#### [Action item]
Every line below that holds the string "tortilla" should be copied out.

* * * *

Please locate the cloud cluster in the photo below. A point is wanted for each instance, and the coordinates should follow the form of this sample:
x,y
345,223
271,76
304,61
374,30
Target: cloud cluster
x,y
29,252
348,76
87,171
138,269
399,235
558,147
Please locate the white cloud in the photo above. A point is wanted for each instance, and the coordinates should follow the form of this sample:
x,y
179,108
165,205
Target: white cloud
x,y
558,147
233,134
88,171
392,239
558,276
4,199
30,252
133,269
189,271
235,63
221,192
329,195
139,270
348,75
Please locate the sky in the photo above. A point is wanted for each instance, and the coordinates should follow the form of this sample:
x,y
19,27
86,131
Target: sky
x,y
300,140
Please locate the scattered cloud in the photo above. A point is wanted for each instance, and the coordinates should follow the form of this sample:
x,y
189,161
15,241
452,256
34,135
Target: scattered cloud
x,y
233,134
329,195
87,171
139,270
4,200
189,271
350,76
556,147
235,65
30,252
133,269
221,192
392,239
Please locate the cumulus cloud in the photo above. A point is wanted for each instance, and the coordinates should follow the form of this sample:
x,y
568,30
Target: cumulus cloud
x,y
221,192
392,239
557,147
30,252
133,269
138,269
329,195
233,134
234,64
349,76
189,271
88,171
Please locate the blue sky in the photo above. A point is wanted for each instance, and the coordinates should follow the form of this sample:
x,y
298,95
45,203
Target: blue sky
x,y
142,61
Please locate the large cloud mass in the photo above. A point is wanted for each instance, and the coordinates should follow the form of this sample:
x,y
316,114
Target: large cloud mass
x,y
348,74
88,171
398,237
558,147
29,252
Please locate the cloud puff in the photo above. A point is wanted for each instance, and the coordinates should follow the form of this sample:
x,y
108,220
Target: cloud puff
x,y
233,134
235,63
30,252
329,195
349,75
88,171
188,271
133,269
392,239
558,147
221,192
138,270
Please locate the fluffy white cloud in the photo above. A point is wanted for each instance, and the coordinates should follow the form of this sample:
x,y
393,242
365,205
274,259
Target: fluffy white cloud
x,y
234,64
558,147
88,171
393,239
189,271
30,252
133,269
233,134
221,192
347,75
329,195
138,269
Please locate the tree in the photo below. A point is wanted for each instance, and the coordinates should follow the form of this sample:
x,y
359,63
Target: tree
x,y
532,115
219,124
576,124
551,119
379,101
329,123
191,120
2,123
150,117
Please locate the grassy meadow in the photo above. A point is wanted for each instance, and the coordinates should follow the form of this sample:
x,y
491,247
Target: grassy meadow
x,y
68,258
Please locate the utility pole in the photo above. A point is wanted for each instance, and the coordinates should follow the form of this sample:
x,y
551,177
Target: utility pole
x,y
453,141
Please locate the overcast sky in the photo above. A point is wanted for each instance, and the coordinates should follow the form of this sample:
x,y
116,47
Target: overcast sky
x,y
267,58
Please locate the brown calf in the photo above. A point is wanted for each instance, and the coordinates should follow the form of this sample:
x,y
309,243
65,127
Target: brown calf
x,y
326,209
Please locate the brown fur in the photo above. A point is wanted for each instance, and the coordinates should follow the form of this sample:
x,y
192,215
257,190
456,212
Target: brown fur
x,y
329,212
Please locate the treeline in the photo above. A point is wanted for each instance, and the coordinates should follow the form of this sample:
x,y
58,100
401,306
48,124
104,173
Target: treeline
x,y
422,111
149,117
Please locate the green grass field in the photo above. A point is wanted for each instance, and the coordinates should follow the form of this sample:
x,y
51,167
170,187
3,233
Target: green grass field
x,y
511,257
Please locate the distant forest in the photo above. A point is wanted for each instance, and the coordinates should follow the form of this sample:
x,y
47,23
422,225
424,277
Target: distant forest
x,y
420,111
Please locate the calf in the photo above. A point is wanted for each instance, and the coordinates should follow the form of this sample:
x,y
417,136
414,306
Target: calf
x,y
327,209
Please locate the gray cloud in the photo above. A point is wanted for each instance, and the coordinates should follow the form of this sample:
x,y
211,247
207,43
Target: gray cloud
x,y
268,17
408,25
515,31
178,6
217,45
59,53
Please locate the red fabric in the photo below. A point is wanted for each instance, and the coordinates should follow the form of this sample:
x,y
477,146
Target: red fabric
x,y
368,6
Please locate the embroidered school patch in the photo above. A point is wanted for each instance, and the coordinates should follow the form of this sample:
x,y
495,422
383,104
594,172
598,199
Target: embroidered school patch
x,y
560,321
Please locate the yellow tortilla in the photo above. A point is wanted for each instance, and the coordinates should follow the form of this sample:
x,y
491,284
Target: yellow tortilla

* * * *

#### [Problem solution]
Please locate the yellow tortilla in the photo above. A point is wanted for each instance, and the coordinates should follow the form of this sample:
Target: yellow tortilla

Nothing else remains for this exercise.